▶ _What is required_
Reproduce every line from the one containing "Note to the class: indicate the red" up to and including the final line, requests included, but multiply each answer coordinate by 0.9 and round it to a whole number, with halves rounded up. Omit the pictures.

─── Records shown

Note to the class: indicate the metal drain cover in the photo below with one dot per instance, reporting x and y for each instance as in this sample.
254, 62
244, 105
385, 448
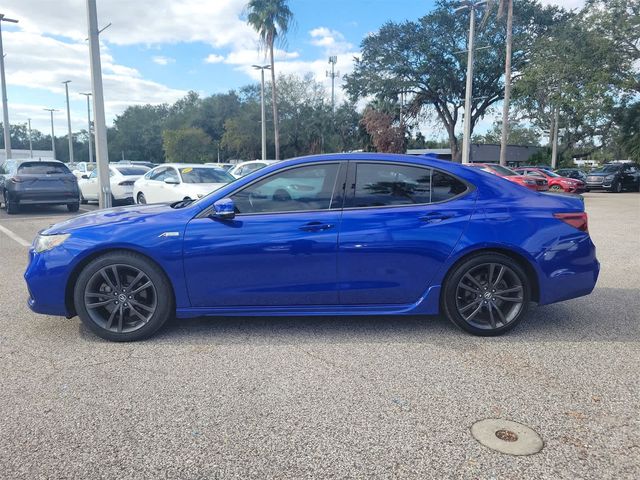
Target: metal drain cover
506, 436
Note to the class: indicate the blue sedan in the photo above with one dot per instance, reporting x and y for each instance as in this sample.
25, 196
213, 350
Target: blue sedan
341, 234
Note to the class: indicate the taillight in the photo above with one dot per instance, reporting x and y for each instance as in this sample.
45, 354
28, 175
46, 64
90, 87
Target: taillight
576, 220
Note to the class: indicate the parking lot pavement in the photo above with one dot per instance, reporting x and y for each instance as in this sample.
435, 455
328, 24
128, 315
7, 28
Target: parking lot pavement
381, 397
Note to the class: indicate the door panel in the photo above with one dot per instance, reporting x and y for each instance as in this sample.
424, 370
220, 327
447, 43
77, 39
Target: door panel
389, 254
279, 250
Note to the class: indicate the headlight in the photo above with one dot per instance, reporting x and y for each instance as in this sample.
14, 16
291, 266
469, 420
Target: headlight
42, 243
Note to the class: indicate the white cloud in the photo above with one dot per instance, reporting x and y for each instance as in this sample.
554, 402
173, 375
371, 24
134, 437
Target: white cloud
161, 60
567, 4
213, 58
331, 40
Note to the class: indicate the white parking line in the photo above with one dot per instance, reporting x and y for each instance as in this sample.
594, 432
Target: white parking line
14, 236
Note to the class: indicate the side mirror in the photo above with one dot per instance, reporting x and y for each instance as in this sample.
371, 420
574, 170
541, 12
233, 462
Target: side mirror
224, 209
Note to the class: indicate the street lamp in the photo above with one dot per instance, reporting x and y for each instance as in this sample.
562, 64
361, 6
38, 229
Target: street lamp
66, 89
5, 106
262, 68
30, 139
102, 152
88, 95
472, 6
53, 137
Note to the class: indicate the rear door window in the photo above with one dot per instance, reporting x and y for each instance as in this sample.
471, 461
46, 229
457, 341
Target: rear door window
42, 168
382, 185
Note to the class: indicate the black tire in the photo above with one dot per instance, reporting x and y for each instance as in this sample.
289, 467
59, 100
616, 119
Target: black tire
121, 326
484, 300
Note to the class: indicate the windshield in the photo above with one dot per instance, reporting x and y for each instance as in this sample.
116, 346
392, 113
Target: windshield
43, 168
606, 169
205, 175
503, 170
127, 171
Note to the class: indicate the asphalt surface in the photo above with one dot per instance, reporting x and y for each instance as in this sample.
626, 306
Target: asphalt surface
382, 397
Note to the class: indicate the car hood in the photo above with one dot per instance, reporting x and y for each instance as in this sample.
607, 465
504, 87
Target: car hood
112, 216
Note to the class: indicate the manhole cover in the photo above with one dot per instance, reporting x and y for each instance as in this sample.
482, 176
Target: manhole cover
506, 436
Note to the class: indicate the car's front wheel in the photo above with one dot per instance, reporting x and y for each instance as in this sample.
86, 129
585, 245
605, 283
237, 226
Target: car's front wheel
487, 294
123, 297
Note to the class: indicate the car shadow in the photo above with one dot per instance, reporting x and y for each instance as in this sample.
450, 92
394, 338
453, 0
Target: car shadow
609, 314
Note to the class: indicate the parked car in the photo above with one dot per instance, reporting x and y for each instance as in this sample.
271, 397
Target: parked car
121, 179
615, 177
556, 182
572, 173
33, 182
82, 168
245, 168
173, 182
383, 234
224, 166
136, 163
532, 183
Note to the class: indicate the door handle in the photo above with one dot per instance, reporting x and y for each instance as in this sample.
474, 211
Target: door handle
435, 217
315, 227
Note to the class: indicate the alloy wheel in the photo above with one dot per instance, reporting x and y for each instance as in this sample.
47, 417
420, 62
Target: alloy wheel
120, 298
489, 296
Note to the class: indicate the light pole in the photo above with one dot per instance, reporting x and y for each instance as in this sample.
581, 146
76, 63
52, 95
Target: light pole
53, 137
5, 106
472, 6
66, 89
88, 95
30, 139
262, 68
332, 75
102, 153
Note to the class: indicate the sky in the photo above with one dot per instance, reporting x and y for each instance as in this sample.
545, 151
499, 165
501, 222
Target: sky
155, 51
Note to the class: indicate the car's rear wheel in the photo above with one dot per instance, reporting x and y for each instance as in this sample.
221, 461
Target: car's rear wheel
487, 294
123, 297
11, 207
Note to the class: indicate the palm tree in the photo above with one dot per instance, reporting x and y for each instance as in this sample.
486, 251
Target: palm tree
271, 19
502, 6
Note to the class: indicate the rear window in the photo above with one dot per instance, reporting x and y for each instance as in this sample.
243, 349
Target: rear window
205, 175
132, 170
42, 168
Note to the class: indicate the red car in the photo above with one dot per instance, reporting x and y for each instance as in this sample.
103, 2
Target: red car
555, 181
532, 183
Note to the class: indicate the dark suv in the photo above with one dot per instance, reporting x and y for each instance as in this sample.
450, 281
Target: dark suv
28, 182
615, 177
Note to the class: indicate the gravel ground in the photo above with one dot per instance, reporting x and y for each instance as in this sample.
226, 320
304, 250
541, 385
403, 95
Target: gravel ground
379, 397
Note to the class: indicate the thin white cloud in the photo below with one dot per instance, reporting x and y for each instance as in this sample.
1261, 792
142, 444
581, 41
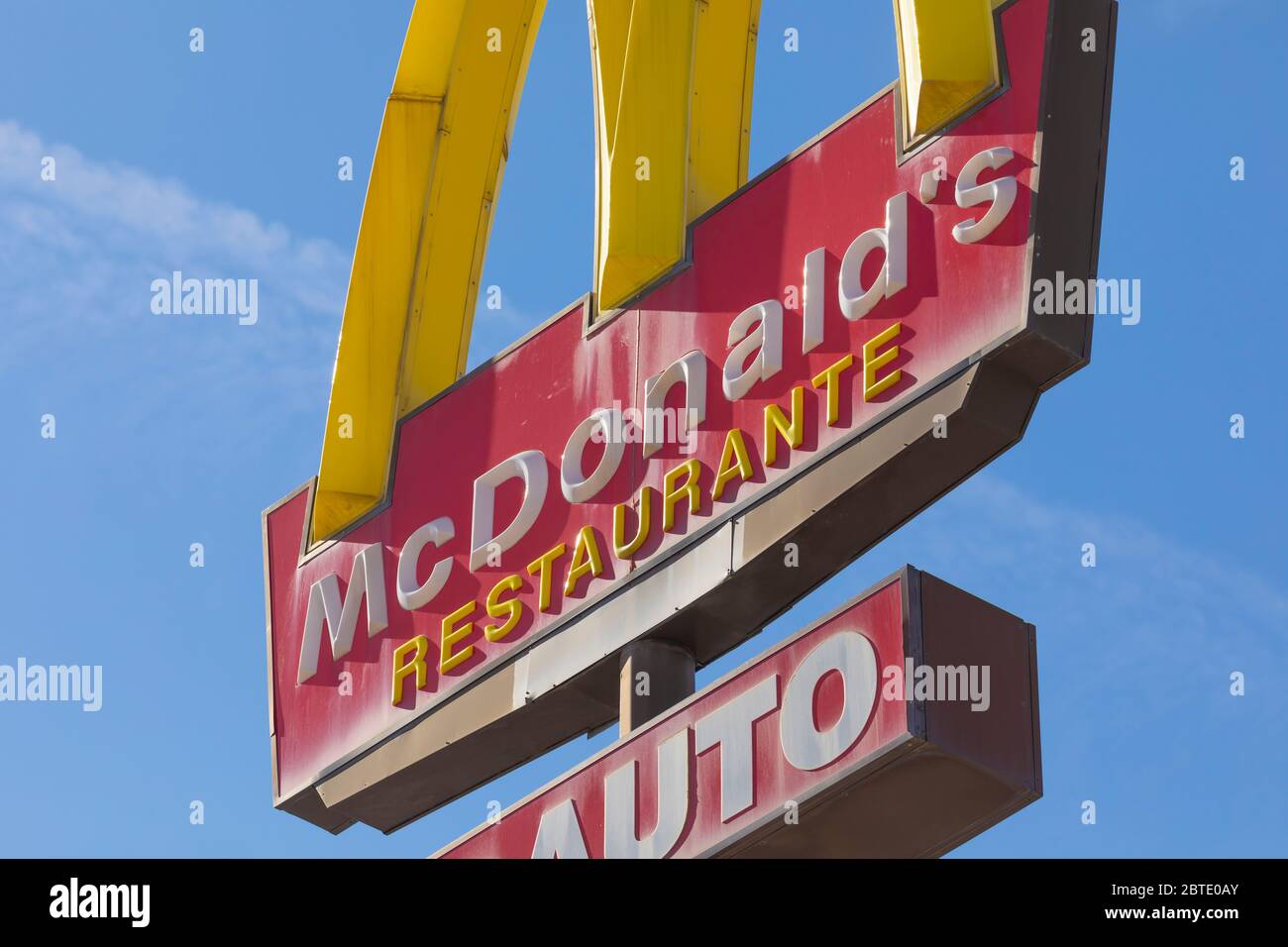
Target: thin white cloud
77, 258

──────

▶ _Result of this task_
Note to the class: indicate the red car in the photo above with one dot per instance, reporting x and y for each instance as in this sample.
103, 2
Target: red car
500, 163
479, 165
Note to the class: indicate the dark suv in the photo above with one dot per instance, reporting x and y for each instance as in this sample.
450, 281
Target: dark suv
25, 164
554, 159
Note to the class: indicate the gravel ground in the photo above with one dot per instance, reporting x and y for each instance as in this sample.
226, 320
304, 250
541, 385
403, 95
Target: gravel ground
341, 357
Note to the class: indicate the thin white cloud in the photo below with one dot per instance, reporting x and y for each instance as in this sample.
1261, 792
142, 444
581, 41
Target: thin white cloud
69, 232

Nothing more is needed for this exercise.